Assigned task 1. In the post on Christian unity, what feast do the eight days of prayer lead up to?
Assigned task 2. Carry on the post on Christian unity from the point where it stops.

Text block.
-*-
Sunday, 22 January 2012

Four thoughts on Christian Unity

The eight days that lead up to the feast of the Conversion of St Paul on 25th January have been observed for many years as a week of prayer for Christian Unity. This year's week of prayer was the subject on which Pope Benedict spoke at his weekly general audience on 18th January. The first paragraphs of that audience outline the origins of the week in 1908, and its encouragement in the Catholic Church by Popes St Pius X and Benedict XV.
Il compito ecumenico è dunque una responsabilità dell’intera Chiesa e di tutti i battezzati, che devono far crescere la comunione parziale già esistente tra i cristiani fino alla piena comunione nella verità e nella carità. Pertanto, la preghiera per l’unità non è circoscritta a questa Settimana di Preghiera, ma deve diventare parte integrante della nostra orazione, della vita orante di tutti i cristiani, in ogni luogo e in ogni tempo, soprattutto quando persone di tradizioni diverse s’incontrano e lavorano insieme per la vittoria, in Cristo, su tutto ciò che è peccato, male, ingiustizia, violazione della dignità dell’uomo.
-*-
Provided material.
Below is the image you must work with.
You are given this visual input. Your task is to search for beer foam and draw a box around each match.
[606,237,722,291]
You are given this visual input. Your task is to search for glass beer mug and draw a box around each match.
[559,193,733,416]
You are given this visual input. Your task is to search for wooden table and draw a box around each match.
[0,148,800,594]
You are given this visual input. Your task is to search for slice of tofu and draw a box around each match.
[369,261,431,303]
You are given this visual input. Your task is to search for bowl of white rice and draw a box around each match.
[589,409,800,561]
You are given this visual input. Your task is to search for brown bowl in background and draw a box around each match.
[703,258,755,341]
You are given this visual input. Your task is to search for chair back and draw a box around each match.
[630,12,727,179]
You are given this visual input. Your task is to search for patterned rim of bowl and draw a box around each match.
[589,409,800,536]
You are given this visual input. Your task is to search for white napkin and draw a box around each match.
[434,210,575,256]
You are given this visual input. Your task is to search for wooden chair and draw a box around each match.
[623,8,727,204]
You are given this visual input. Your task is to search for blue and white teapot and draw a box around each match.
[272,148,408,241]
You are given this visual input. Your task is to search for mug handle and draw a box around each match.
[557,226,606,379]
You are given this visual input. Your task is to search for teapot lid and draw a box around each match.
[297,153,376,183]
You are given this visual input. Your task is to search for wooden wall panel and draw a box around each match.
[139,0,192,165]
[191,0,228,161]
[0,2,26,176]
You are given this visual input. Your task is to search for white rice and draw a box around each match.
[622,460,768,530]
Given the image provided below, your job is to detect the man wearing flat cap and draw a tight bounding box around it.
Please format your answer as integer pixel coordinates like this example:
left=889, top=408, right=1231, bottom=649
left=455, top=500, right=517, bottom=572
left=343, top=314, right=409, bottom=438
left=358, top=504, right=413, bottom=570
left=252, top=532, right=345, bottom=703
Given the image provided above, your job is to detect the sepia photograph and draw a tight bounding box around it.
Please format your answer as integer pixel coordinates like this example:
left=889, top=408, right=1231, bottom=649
-*-
Answer box 1. The feast of the Conversion of St Paul on 25th January.

Answer box 2.
[The work of ecumenism is consequently a responsibility of the whole Church and of all the baptised, who must work to increase the partial communion that already exists among Christians towards full communion in truth and in charity. Therefore, prayer for unity is not limited to this Week of Prayer, but must become an integral part of our prayer, of the life of prayer of all Christians, in every place and in every time, above all when people of different traditions meet each other and work togther for victory, in Christ, over all that is sin, evil, injustice, violation of the dignity of man.]
My first two thoughts are prompted by the celebration yesterday of the feast day of a virgin martyr, St Agnes. Both Pope John Paul II and Pope Benedict XVI have commented on recognising the extent of the imperfect communion that already exists among Christians, respectively in the encyclical Ut Unum Sint n.84 and in speaking to leaders of other Christian communities in Cologne (8th and 9th paragraphs). One of the most striking suggestions of the paragraph from Ut Unum Sint is that, in the witness to the point of death of martyrdom, the unity that is imperfect in other areas of Christian life, as the truest outcome of a "dialogue of conversion" is already perfect. That St Agnes was both a martyr and a virgin suggests another aspect similar to this significance of martyrdom in our understanding of ecumenical dialogue. The living of the religious life, of a life marked by the three evangelical counsels, might also represent a particular moment in the "dialogue of conversion" that is part of the ecumenical endeavour. It represents a radical conversion to Christ and so, if we follow the principle that Pope John Paul II applied to our understanding of martyrdom, at the very least it represents an increase in the degree of perfection in the imperfect communion between Christians of different denominations who live this style of life. We do perhaps underestimate the ecumenical significance of the life of religious among Christians of other Churches.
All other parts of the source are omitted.